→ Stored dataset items

··········

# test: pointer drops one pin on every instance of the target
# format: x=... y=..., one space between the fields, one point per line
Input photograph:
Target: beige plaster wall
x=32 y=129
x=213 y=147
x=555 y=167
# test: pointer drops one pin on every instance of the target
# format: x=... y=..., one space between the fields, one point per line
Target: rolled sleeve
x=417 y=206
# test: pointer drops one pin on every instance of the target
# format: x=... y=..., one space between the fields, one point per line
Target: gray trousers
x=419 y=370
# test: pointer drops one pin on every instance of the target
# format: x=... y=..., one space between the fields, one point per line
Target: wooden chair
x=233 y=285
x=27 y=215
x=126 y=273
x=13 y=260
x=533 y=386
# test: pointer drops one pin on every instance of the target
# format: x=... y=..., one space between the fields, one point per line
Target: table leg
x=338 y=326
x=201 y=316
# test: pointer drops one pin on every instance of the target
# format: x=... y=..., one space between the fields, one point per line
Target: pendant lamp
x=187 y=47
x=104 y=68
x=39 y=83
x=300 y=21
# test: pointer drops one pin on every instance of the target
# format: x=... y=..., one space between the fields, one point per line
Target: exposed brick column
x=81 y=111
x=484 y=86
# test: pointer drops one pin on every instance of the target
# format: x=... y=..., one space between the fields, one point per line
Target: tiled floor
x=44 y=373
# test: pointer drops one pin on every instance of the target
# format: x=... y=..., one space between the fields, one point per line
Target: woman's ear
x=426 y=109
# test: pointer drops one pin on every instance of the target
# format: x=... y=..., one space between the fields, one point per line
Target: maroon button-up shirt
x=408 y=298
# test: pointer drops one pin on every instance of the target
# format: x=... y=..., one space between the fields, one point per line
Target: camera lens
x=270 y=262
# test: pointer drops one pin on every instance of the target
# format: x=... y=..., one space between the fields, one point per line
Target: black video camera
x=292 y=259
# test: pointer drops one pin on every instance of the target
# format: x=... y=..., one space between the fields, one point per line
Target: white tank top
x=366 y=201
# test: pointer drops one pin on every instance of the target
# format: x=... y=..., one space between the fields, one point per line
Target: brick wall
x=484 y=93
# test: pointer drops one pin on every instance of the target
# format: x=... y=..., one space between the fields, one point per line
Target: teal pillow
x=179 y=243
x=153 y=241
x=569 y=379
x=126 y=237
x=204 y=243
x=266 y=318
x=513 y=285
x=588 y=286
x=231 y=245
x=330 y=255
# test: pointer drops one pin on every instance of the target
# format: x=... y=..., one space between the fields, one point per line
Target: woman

··········

→ WHAT THE TASK REQUIRES
Give back each entry exactly as it was written.

→ TASK SOLUTION
# test: pointer drops one pin on every instance of the target
# format: x=... y=..., one space between the fields, one point per line
Input photograph:
Target: beige plaster wall
x=32 y=129
x=213 y=147
x=555 y=167
# test: pointer drops one pin on every instance of the target
# format: x=... y=..., one space between the fields, one point per line
Target: rolled sleeve
x=417 y=206
# test: pointer drops one pin on every instance of the target
# format: x=... y=..., one space between the fields, one point per line
Target: gray trousers
x=419 y=370
# test: pointer drops one pin on every instance of the target
# format: x=... y=..., one space between the fields, one point per line
Target: wooden chair
x=233 y=285
x=27 y=215
x=126 y=273
x=13 y=260
x=533 y=386
# test: pointer drops one pin on every instance of the target
# format: x=... y=..., one space between the fields, one point per line
Target: table leg
x=338 y=326
x=201 y=316
# test: pointer drops one pin on every instance of the target
# format: x=... y=..., one space between the fields, one point per line
Target: pendant lamp
x=187 y=47
x=104 y=68
x=39 y=83
x=300 y=21
# test: pointer drops one pin on every instance of the target
# format: x=... y=..., one space between the fields, one point per line
Target: exposed brick column
x=81 y=111
x=484 y=86
# test: pointer drops one pin on every instance of the target
# format: x=... y=..., one space between the fields, one point per line
Target: tiled floor
x=44 y=373
# test: pointer drops one pin on every instance of the target
# format: x=... y=..., one space between the fields, one point per line
Target: woman's ear
x=426 y=109
# test: pointer drops one pin on every instance of the target
# format: x=... y=..., one space between the fields, one point per line
Target: maroon button-up shirt
x=408 y=298
# test: pointer drops one pin on every instance of the target
# format: x=... y=..., one space between the fields, one point per line
Target: camera lens
x=270 y=262
# test: pointer drops one pin on every instance of the target
# format: x=... y=..., one space between the fields, one point per line
Target: black video camera
x=292 y=259
# test: pointer drops one pin on every instance of the target
# format: x=... y=..., one space between the fields, one point per line
Target: white tank top
x=366 y=201
# test: pointer drops one pin on every instance of the target
# format: x=... y=..., one space between the fields, one point per line
Target: brick wall
x=484 y=93
# test: pointer drops one pin on every instance of the target
# format: x=... y=..., one space between the fields, one point per line
Target: teal pillow
x=179 y=243
x=153 y=241
x=569 y=379
x=126 y=237
x=204 y=243
x=266 y=318
x=513 y=285
x=588 y=286
x=231 y=245
x=330 y=255
# test: pointer drops one pin on every instance of the target
# format: x=... y=..., one space between the fields, one point per line
Target: woman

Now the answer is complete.